==== Selected passage

A method for manufacturing a waveguide lens is provided. A substrate is provided. The substrate includes a top surface and a side surface. A planar waveguide is formed in the top surface. A mask is formed on the planar waveguide. The substrate is subjected to a wet etching process to remove portions of a layer of the planar waveguide which are revealed by the mask to form a media grating identical to the mask in shape in the planar waveguide. Another wet etching process is further applied to remove the mask to form the waveguide lens.

Description

    BACKGROUND
  • 1. Technical Field
  • The present disclosure relates to integrated optics, and particularly to a waveguide lens and a method for manufacturing the same.
  • 2. Description of Related Art
  • Lasers are used as light sources in integrated optics as the lasers have excellent directionality, as compared to other light sources. However, laser beams emitted by the lasers do still have a divergence angle. As such, if the laser is directly connected to an optical element, divergent rays may not be able to enter into the optical element, decreasing light usage.
  • Therefore, it is desirable to provide a waveguide lens, which can overcome the above-mentioned problems.
    • BRIEF DESCRIPTION OF THE DRAWINGS
  • Many aspects of the present disclosure can be better understood with reference to the following drawings. The components in the drawings are not necessarily drawn to scale, the emphasis instead being placed upon clearly illustrating the principles of the present disclosure.
  • FIG. 1 is an isometric schematic view of a waveguide lens, according to an embodiment.
  • FIG. 2 is a cross-sectional view taken along a line II-II of FIG. 1.
  • FIG. 3 is a schematic view of a media grating of the waveguide lens of FIG. 1.
  • FIG. 4 is a schematic view showing a method for manufacturing the waveguide lens, according to another embodiment.
    •  DETAILED DESCRIPTION
  • Embodiments of the present disclosure will be described with reference to the drawings.
  • Referring to FIGS. 1-2, a waveguide lens 10, according to an embodiment, includes a substrate 110, a planar waveguide 120 formed on the substrate 110, and a media grating 130 formed on the planar waveguide 120. The planar waveguide 120 is coupled to a laser light source 20 which emits a laser beam 21 having a divergent angle into the planar waveguide 120. The media grating 130 is arranged along a direction that is substantially parallel with an optical axis AA′ of the laser beam 21. The media grating 130 and the planar waveguide 120 constitute a diffractive waveguide lens to converge the laser beam 21 into an optical element 30.

========
==== Supplied data

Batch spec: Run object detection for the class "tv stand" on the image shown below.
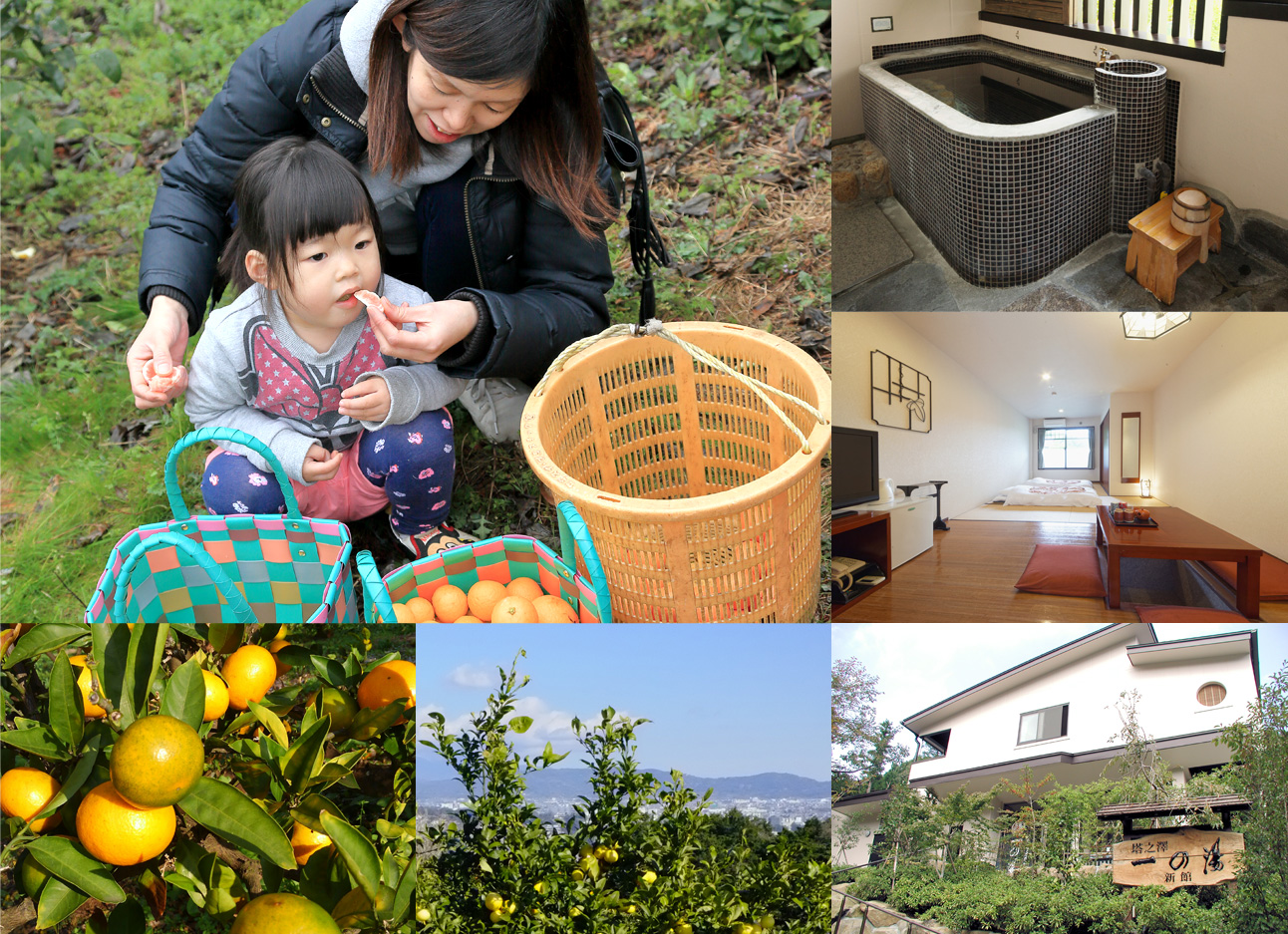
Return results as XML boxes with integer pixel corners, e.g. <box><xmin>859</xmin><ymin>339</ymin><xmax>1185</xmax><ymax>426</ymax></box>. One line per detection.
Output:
<box><xmin>832</xmin><ymin>509</ymin><xmax>894</xmax><ymax>618</ymax></box>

========

Brief
Repeat the waveguide lens passage above word for word, from "A method for manufacturing a" to "the waveguide lens.".

The answer
A method for manufacturing a waveguide lens is provided. A substrate is provided. The substrate includes a top surface and a side surface. A planar waveguide is formed in the top surface. A mask is formed on the planar waveguide. The substrate is subjected to a wet etching process to remove portions of a layer of the planar waveguide which are revealed by the mask to form a media grating identical to the mask in shape in the planar waveguide. Another wet etching process is further applied to remove the mask to form the waveguide lens.